Begin Data rows
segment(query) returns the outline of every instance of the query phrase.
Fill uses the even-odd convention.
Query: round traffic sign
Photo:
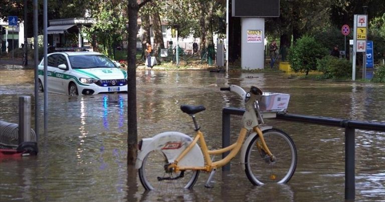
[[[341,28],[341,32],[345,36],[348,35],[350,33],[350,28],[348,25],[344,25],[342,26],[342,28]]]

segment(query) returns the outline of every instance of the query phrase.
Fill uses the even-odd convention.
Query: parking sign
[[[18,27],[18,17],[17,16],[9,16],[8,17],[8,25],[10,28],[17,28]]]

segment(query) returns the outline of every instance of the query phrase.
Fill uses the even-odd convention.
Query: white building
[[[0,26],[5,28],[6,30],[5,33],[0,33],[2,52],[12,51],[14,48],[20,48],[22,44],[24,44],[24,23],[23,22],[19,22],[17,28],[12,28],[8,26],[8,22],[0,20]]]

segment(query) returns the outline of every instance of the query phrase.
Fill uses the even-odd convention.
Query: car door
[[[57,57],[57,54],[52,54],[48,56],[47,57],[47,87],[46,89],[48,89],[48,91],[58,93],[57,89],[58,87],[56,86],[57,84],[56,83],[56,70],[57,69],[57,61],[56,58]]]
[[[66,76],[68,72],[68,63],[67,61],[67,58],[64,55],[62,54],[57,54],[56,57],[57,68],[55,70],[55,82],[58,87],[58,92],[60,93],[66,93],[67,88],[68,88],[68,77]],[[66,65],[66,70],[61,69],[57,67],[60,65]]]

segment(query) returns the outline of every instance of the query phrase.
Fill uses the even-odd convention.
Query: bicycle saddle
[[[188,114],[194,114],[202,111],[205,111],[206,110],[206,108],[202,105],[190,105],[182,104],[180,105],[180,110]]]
End Data rows
| Work to do |
Can you transcribe all of the rows above exactly, leaving the pictures out?

| Response to this task |
segment(query) returns the outline of every instance of the query phrase.
Fill uses the even-odd convention.
Query: round traffic sign
Photo:
[[[341,28],[341,32],[345,36],[348,35],[350,33],[350,28],[348,25],[344,25],[342,26],[342,28]]]

segment(query) returns the outline of every instance of the query phrase.
Fill uses the even-odd convention.
Query: parking sign
[[[18,27],[18,17],[17,16],[9,16],[8,17],[8,25],[10,28],[17,28]]]

segment(query) returns the outline of every instance of the query phrase.
Fill uses the even-odd convention.
Query: white building
[[[0,26],[5,28],[6,30],[5,33],[0,33],[2,52],[12,51],[14,48],[20,48],[22,44],[24,44],[24,23],[23,22],[19,22],[17,28],[12,28],[8,26],[8,22],[0,20]]]

segment(query) returns the outline of every instance of the query phrase.
Fill uses the even-odd convention.
Query: car door
[[[57,57],[57,54],[52,54],[48,56],[47,57],[47,87],[46,89],[48,89],[48,91],[58,93],[57,89],[58,87],[56,86],[57,84],[56,83],[56,70],[57,69],[57,61],[56,58]]]
[[[66,76],[68,72],[68,63],[67,61],[67,58],[64,55],[62,54],[57,54],[56,57],[57,68],[55,70],[55,82],[58,87],[58,92],[60,93],[66,93],[67,88],[68,88],[68,77]],[[66,65],[66,70],[61,69],[57,67],[60,65]]]

segment(query) returns the outline of every instance of the query phrase.
Fill uses the even-odd convention.
Query: bicycle saddle
[[[188,114],[194,114],[202,111],[205,111],[206,110],[206,108],[202,105],[190,105],[182,104],[180,105],[180,110]]]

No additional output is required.